The Hohensalzburg Castle dominates the city, perched on top of Festungsberg. The original enclosure was completed in 1077, but much of what can be seen today was erected in the early 1500s. Incredibly, almost everything is preserved! The entrance to the fortress passes through a variety of spectacular arched defensive entrances. The courtyard, with its modest Church of St. George (Georgskirche) dating from 1502, and the famous Salzburg Bull (Salzburger Stier), an organ from 1502 which is still played every day, are two other attractions to the place that must be taken into consideration.. The Fortress Museum, which displays weapons and instruments of torture, and the Museum of the Rainer Regiment, which displays artefacts from the medieval Salzburg family regiment, are also worth a visit.
Entrance fees to the castle :
Adults € 13.30
Children (6-14 years) € 7.60
Families € 33.60
Embrace the whole city. Passing through the castle keep, follow the panoramic trail to the Reckturm platform. From there, you will have a breathtaking view of Salzburg and its surroundings!

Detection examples

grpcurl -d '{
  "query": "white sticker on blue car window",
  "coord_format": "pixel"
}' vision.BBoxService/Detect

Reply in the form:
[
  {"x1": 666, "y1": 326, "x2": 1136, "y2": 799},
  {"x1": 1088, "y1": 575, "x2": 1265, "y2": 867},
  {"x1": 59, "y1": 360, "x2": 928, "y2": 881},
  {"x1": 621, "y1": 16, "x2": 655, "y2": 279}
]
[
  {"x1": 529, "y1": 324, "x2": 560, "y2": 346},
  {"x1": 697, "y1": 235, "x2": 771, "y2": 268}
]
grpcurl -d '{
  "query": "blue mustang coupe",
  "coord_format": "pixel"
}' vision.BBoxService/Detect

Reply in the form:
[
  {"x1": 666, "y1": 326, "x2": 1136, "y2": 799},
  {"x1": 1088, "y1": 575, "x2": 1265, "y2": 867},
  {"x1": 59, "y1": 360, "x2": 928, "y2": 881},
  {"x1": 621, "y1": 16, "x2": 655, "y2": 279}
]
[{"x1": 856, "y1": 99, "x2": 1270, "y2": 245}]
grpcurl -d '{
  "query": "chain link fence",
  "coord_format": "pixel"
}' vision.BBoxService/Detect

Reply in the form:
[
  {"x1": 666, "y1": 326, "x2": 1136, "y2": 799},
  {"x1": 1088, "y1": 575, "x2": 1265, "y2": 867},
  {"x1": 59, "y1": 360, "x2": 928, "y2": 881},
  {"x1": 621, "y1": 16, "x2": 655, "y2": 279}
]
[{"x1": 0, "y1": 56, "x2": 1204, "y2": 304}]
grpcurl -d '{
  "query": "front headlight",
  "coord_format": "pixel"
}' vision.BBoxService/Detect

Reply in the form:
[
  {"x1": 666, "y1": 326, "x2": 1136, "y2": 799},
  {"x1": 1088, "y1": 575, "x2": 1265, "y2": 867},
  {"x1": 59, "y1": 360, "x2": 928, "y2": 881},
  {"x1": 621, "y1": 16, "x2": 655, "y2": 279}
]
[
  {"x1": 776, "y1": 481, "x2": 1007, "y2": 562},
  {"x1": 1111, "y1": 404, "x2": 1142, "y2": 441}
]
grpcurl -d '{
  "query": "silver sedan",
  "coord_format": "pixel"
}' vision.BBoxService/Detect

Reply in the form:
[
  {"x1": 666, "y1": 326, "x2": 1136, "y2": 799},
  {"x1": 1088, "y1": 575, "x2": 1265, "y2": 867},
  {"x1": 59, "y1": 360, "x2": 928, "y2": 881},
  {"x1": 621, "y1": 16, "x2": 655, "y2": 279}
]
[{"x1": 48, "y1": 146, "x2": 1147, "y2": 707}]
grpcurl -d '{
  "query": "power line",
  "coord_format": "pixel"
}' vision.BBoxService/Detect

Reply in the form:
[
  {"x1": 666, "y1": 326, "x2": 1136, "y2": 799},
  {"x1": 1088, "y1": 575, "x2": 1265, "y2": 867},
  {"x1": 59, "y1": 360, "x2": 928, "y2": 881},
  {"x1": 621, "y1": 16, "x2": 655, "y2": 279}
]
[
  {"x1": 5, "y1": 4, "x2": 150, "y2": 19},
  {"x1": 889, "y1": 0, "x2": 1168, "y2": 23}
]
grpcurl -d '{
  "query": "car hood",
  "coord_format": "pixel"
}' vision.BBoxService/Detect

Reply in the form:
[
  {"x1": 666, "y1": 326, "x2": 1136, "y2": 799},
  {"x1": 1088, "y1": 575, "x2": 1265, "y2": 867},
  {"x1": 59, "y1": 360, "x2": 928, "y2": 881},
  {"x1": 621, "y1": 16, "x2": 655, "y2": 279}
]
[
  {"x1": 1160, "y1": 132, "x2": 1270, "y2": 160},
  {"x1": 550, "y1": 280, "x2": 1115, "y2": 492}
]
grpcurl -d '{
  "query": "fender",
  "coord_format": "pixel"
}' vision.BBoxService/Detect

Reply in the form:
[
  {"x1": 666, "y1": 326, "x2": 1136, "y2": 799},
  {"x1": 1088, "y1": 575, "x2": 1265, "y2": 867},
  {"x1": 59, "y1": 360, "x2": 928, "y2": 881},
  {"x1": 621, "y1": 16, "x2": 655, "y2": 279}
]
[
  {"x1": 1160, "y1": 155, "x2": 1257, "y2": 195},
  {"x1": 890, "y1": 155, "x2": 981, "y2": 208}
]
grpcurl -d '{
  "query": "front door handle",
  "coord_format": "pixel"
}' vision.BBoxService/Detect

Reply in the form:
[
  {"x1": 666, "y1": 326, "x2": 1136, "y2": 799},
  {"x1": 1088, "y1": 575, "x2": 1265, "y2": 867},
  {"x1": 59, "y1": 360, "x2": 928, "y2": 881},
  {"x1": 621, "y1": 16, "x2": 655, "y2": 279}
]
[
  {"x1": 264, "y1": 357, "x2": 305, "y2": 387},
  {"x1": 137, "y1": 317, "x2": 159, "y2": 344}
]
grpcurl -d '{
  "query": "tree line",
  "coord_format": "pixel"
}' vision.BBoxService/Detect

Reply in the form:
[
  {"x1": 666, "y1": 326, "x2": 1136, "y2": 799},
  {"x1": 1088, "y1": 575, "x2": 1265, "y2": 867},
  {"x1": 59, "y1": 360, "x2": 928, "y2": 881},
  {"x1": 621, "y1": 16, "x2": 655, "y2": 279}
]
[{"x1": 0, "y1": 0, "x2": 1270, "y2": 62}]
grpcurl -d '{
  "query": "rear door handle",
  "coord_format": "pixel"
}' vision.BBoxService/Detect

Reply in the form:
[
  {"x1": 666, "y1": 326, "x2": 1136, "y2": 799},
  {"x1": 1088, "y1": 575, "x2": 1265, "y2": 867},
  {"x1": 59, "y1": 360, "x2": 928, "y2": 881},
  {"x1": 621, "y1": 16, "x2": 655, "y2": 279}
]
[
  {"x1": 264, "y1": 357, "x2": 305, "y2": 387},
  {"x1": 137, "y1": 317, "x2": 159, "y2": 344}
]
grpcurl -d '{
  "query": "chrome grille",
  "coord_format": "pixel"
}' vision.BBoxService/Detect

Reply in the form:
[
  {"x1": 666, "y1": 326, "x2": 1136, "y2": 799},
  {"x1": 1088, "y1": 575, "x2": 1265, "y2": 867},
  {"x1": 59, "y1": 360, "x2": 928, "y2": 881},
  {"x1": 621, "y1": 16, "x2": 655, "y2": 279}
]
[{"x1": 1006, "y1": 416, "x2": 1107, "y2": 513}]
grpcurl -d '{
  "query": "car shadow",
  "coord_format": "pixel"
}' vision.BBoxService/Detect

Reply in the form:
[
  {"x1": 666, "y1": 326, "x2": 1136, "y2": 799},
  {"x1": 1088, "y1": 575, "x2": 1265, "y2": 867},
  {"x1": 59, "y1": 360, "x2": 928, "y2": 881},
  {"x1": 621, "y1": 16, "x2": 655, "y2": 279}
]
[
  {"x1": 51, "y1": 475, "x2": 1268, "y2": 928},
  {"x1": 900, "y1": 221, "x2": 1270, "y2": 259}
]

→ **Work to do**:
1. Answer these about the Hohensalzburg Castle passage:
(a) In what year was the original enclosure completed?
(b) What is the adult entrance fee?
(c) To which platform does the panoramic trail lead?
2. Please extend the Hohensalzburg Castle passage, picking up after its final sentence.
The data have no connection to the Hohensalzburg Castle passage.

→ **Exercise answers**:
1.
(a) 1077
(b) € 13.30
(c) The Reckturm platform

2.
Saint-Pierre church …
Due to its location in the Saint-Pierre Abbey complex, this church is sometimes referred to as the “Abbey Church”. This building was erected from around 1130 in place of an old Carolingian church. Seventeen years later, it was dedicated to Saint Peter. Inside, the rococo-style decoration is obviously more recent, dating from the second part of the 18th century. The Sainte-Marie chapel contains the tomb of Father Johann von Staupitz, who was the direct superior of none other than Martin Luther, the father of Protestantism.
… and the surrounding monastery
This remarkable complex of buildings was founded by Saint Rupert in 690 AD and served as the residence of the archbishops until 1110. Friedhof St. Peter (or the Cemetery of Saint Peter) is a charming cemetery surrounded on three sides by arches and family tombs, which dates from the 17th century. It will be the highlight of your visit. From the cemetery, a pathway leads to the outer courtyard, where you will find the fountain of St. Peter (Petrusbrunnen), completed in 1673.
A little further east, the Abbey of the Benedictine Nuns of Nonnberg, also founded by Saint Rupert in 714, is another notable site in Salzburg.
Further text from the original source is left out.